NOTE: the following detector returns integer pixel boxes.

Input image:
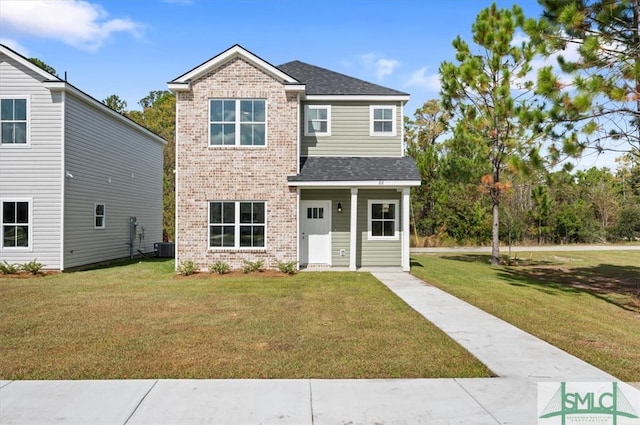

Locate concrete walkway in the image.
[0,271,635,425]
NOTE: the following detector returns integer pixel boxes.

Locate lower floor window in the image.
[2,201,31,248]
[369,200,398,239]
[209,201,266,248]
[93,204,106,229]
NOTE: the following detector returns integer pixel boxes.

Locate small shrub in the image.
[278,260,298,274]
[22,259,42,275]
[242,260,264,273]
[0,260,20,274]
[178,260,198,276]
[209,261,230,274]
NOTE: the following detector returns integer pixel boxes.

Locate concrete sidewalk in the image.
[0,271,635,425]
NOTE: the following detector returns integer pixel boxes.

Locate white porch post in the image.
[402,187,411,272]
[349,187,358,271]
[296,187,300,270]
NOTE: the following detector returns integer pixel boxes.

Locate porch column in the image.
[402,187,411,272]
[349,187,358,271]
[296,187,300,270]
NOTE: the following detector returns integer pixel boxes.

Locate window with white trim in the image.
[209,99,267,146]
[93,204,107,229]
[209,201,267,248]
[0,200,31,248]
[0,98,29,146]
[369,105,396,136]
[304,105,331,136]
[368,200,399,240]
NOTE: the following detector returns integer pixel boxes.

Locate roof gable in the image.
[169,44,300,91]
[0,44,62,81]
[278,61,409,96]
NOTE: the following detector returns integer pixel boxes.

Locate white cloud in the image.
[358,53,400,81]
[405,66,440,93]
[375,59,400,80]
[0,0,143,51]
[0,38,31,58]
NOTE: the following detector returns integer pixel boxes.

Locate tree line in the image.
[404,99,640,246]
[405,0,640,264]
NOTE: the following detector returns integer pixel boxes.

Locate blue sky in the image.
[0,0,612,167]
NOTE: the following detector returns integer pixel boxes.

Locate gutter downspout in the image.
[60,90,67,271]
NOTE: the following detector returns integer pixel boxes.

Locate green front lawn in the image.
[0,260,490,379]
[412,251,640,382]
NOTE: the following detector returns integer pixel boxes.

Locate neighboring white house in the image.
[0,45,166,270]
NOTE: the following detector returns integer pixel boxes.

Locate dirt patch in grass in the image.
[507,264,640,312]
[179,269,293,280]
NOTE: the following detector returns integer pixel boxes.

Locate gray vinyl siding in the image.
[0,54,62,269]
[356,189,402,267]
[300,189,351,267]
[300,189,402,267]
[64,95,163,268]
[300,102,402,156]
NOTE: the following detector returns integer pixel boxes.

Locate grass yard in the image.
[412,251,640,382]
[0,260,490,379]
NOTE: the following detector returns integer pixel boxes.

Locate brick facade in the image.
[176,58,298,270]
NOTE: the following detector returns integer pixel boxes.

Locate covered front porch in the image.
[289,158,420,271]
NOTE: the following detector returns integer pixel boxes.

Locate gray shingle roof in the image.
[276,61,409,96]
[288,156,420,182]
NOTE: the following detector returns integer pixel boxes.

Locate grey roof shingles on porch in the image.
[288,156,420,182]
[277,61,409,96]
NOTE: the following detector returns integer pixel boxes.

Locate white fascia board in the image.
[42,81,67,91]
[167,82,191,93]
[171,44,299,83]
[304,94,409,103]
[288,180,420,188]
[284,84,307,92]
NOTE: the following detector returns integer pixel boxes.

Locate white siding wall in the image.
[64,94,163,268]
[0,54,62,269]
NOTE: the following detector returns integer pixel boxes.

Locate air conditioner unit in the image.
[153,242,176,258]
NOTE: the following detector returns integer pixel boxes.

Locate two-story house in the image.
[0,45,166,270]
[168,45,420,270]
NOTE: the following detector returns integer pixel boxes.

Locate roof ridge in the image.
[276,60,408,96]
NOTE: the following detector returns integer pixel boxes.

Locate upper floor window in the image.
[304,105,331,136]
[0,98,28,145]
[370,106,396,136]
[209,99,267,146]
[0,200,31,248]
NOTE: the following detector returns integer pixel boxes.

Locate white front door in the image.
[300,201,331,265]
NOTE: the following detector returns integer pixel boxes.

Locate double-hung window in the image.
[368,200,399,240]
[209,201,266,248]
[369,105,396,136]
[0,98,29,146]
[304,105,331,136]
[93,204,107,229]
[209,99,267,146]
[0,200,31,248]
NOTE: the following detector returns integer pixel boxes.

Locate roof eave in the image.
[288,180,421,189]
[304,94,410,104]
[167,81,191,93]
[169,44,300,84]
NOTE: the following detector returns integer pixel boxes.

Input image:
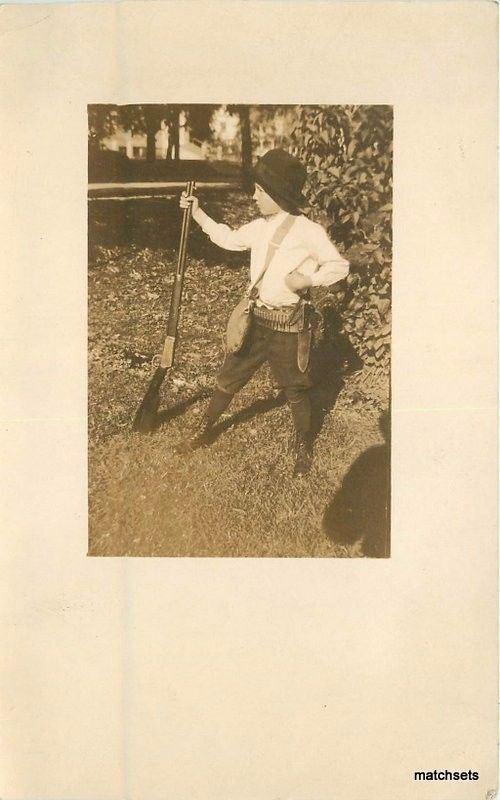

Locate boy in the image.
[178,149,349,475]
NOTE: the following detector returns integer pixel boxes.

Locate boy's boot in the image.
[175,389,233,455]
[293,432,312,477]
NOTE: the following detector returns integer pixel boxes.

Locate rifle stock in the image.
[133,181,196,433]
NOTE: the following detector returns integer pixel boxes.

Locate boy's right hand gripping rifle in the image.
[133,181,195,433]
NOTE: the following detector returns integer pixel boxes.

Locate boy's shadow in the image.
[157,307,363,443]
[323,412,390,558]
[207,307,363,440]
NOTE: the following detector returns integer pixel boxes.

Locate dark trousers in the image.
[217,320,312,434]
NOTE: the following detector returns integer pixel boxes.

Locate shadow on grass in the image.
[155,389,212,430]
[210,392,286,442]
[323,412,390,558]
[152,310,363,444]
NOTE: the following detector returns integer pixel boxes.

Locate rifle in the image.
[133,181,196,433]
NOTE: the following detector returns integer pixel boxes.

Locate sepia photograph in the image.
[0,0,499,800]
[88,104,392,557]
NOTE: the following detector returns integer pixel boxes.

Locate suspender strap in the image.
[247,214,295,297]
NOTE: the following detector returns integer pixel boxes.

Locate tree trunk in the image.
[238,106,253,191]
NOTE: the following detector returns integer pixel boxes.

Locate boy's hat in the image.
[252,148,307,208]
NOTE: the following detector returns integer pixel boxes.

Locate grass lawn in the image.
[89,190,383,557]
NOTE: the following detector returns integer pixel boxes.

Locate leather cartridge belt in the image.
[252,303,304,333]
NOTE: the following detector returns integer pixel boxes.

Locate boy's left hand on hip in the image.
[285,270,312,292]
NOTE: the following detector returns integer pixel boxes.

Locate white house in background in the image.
[102,112,207,161]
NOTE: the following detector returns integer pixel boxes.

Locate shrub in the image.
[291,105,392,376]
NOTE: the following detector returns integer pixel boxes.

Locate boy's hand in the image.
[179,192,199,215]
[285,270,312,292]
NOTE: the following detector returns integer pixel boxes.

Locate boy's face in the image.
[253,183,282,217]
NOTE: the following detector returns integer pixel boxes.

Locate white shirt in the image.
[194,208,349,308]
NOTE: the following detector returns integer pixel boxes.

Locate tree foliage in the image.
[291,105,392,382]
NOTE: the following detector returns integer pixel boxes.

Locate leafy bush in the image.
[291,106,392,382]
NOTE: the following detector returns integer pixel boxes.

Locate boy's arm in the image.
[311,226,349,286]
[193,206,260,250]
[285,225,349,292]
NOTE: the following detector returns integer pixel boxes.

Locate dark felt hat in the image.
[252,148,307,208]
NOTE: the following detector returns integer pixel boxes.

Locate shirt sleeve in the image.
[194,208,261,250]
[311,225,349,286]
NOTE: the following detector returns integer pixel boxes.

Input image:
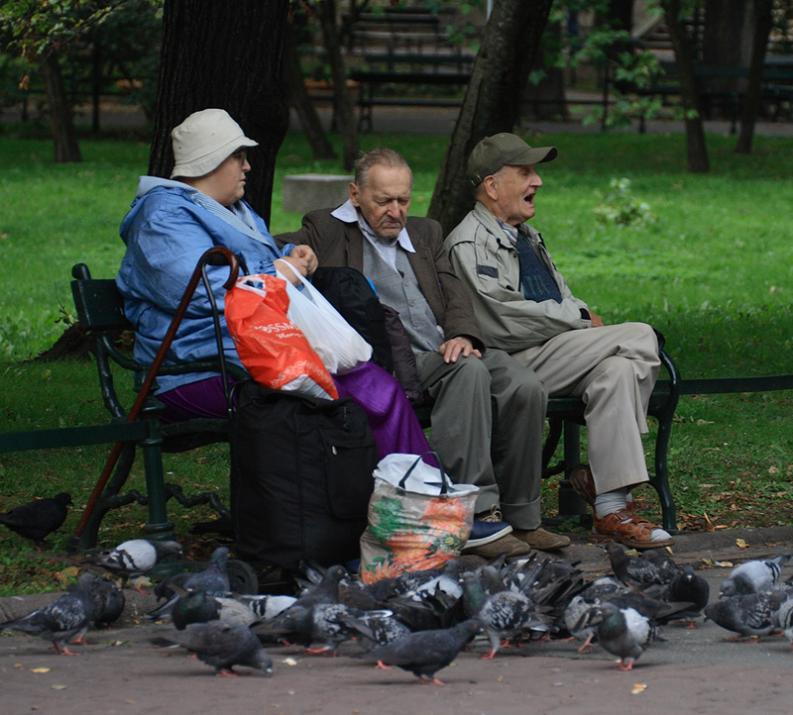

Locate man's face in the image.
[485,166,542,226]
[350,164,413,240]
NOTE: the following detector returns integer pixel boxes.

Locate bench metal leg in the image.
[650,395,677,534]
[141,418,174,539]
[559,420,588,516]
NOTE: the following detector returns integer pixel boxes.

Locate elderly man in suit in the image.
[278,149,570,558]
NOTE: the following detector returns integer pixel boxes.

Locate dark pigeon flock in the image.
[0,539,793,685]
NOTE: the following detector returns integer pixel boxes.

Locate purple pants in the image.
[157,362,434,464]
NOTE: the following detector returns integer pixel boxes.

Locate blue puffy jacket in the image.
[116,176,294,392]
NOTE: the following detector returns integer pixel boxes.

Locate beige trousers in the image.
[512,323,661,494]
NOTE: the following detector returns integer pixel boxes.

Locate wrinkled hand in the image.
[289,244,319,276]
[589,310,605,328]
[273,255,308,285]
[438,335,482,363]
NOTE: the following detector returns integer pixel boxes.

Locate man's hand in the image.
[273,255,308,285]
[438,335,482,363]
[289,244,319,276]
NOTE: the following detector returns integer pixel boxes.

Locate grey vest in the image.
[363,239,443,352]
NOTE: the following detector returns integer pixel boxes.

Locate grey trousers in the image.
[512,323,661,494]
[416,349,547,529]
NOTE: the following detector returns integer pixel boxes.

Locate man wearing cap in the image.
[277,149,570,558]
[444,133,672,548]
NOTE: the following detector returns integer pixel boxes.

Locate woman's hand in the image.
[289,244,319,276]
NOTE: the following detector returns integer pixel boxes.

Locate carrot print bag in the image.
[360,454,479,583]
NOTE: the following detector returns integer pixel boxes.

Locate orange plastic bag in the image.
[225,274,339,400]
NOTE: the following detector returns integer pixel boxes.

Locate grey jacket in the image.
[444,202,592,353]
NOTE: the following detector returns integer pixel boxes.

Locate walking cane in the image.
[74,246,240,537]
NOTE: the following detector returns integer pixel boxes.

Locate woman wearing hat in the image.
[116,109,429,455]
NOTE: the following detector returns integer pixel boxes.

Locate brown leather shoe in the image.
[512,527,570,551]
[463,534,531,561]
[593,509,674,549]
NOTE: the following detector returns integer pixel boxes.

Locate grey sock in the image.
[595,488,628,519]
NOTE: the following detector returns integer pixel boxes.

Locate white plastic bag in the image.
[277,261,372,375]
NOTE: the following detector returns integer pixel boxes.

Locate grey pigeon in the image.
[83,572,127,628]
[364,619,482,685]
[146,546,231,620]
[666,566,710,628]
[776,598,793,648]
[720,554,790,596]
[606,541,667,588]
[582,603,653,670]
[157,621,273,675]
[0,492,72,545]
[0,578,97,655]
[705,591,785,637]
[93,539,182,576]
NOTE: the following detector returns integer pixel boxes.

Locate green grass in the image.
[0,127,793,593]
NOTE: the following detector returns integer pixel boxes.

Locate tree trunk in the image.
[428,0,552,233]
[41,53,83,164]
[661,0,710,173]
[317,0,358,171]
[735,0,774,154]
[149,0,289,222]
[285,23,336,159]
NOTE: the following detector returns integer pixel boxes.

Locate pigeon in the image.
[146,546,231,620]
[171,591,259,631]
[342,611,411,648]
[719,554,790,596]
[666,566,710,628]
[579,603,653,670]
[93,539,182,576]
[705,591,786,640]
[153,621,273,675]
[606,541,667,588]
[83,572,127,628]
[776,598,793,648]
[0,492,72,546]
[237,593,297,621]
[0,577,97,655]
[363,619,482,685]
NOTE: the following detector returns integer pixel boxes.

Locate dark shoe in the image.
[593,509,673,549]
[567,464,597,506]
[513,527,570,551]
[463,534,531,561]
[464,507,512,549]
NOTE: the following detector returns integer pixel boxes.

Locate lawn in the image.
[0,126,793,592]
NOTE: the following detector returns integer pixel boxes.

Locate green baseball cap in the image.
[468,132,557,186]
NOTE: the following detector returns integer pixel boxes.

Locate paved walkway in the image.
[0,527,793,715]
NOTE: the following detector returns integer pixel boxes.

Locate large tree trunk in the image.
[41,53,83,163]
[285,18,336,159]
[428,0,552,233]
[149,0,289,221]
[735,0,774,154]
[317,0,358,171]
[661,0,710,173]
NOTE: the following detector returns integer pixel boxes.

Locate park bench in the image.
[0,255,679,549]
[606,62,793,134]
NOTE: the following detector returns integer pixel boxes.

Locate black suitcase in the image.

SHORT TASK: Output the lines from the start through the line containing "[209,261,230,274]", both included, as a numbered list with blank lines skipped. Leave the pictures out.

EXERCISE RESPONSE:
1. NOTE: the following detector returns integer pixel boxes.
2. Input image:
3. Locate concrete walkway in the image.
4. [0,271,635,425]
5. NOTE: the following detector returns integer pixel boxes.
6. Locate lower floor window in the image.
7. [2,201,31,248]
8. [369,200,398,239]
9. [209,201,266,248]
10. [93,204,106,229]
11. NOTE: the following detector returns integer pixel boxes.
12. Locate small shrub in the image.
13. [278,260,298,274]
14. [22,259,42,275]
15. [242,260,264,273]
16. [0,260,20,274]
17. [178,260,198,276]
18. [209,261,230,274]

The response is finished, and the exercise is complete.